**** Records supplied

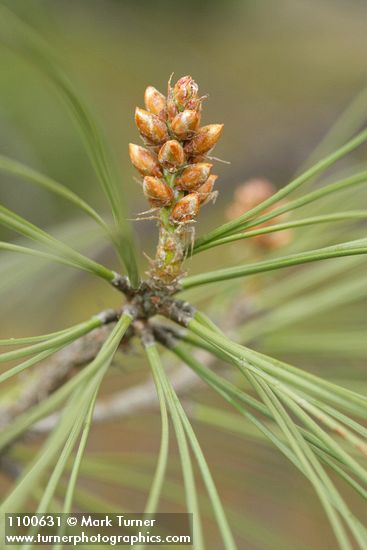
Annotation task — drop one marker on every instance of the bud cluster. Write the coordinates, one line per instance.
(173, 164)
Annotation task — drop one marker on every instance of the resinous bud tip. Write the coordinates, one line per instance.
(205, 190)
(155, 102)
(185, 90)
(193, 176)
(157, 191)
(145, 161)
(151, 126)
(171, 155)
(204, 139)
(184, 124)
(186, 209)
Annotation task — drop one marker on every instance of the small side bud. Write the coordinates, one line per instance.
(185, 123)
(184, 91)
(205, 190)
(145, 161)
(151, 126)
(186, 209)
(171, 155)
(193, 176)
(155, 102)
(157, 191)
(205, 139)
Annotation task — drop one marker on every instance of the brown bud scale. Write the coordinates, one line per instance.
(193, 176)
(204, 140)
(151, 126)
(184, 124)
(171, 155)
(186, 209)
(155, 102)
(205, 190)
(145, 161)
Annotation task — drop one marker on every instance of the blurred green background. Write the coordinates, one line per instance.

********

Copy out every item above word for word, leaving out the pictures.

Annotation task — drop one marker on every instance of the bud cluster. Write the coordinates, one line per instance.
(173, 164)
Annotation task — drop one marker on every instance of the resinous bud tip. Write the coordinates, one line per instance.
(205, 190)
(155, 102)
(185, 90)
(193, 176)
(157, 191)
(145, 161)
(151, 126)
(171, 155)
(204, 139)
(184, 124)
(186, 209)
Annotation task — drop one marker on every instance of the small side bud. Write the coordinates, one line per instance.
(185, 123)
(184, 91)
(205, 190)
(145, 161)
(151, 126)
(186, 209)
(171, 155)
(193, 176)
(155, 102)
(157, 191)
(205, 139)
Annotation task — drop one marker on every instance of the brown bud scale. Write the coordinates, one line per instance.
(193, 176)
(204, 140)
(151, 126)
(184, 124)
(171, 155)
(186, 209)
(155, 102)
(205, 190)
(145, 161)
Annotation task — drop one marker on every instance of the blurred green background. Write the coordinates, one line per instance.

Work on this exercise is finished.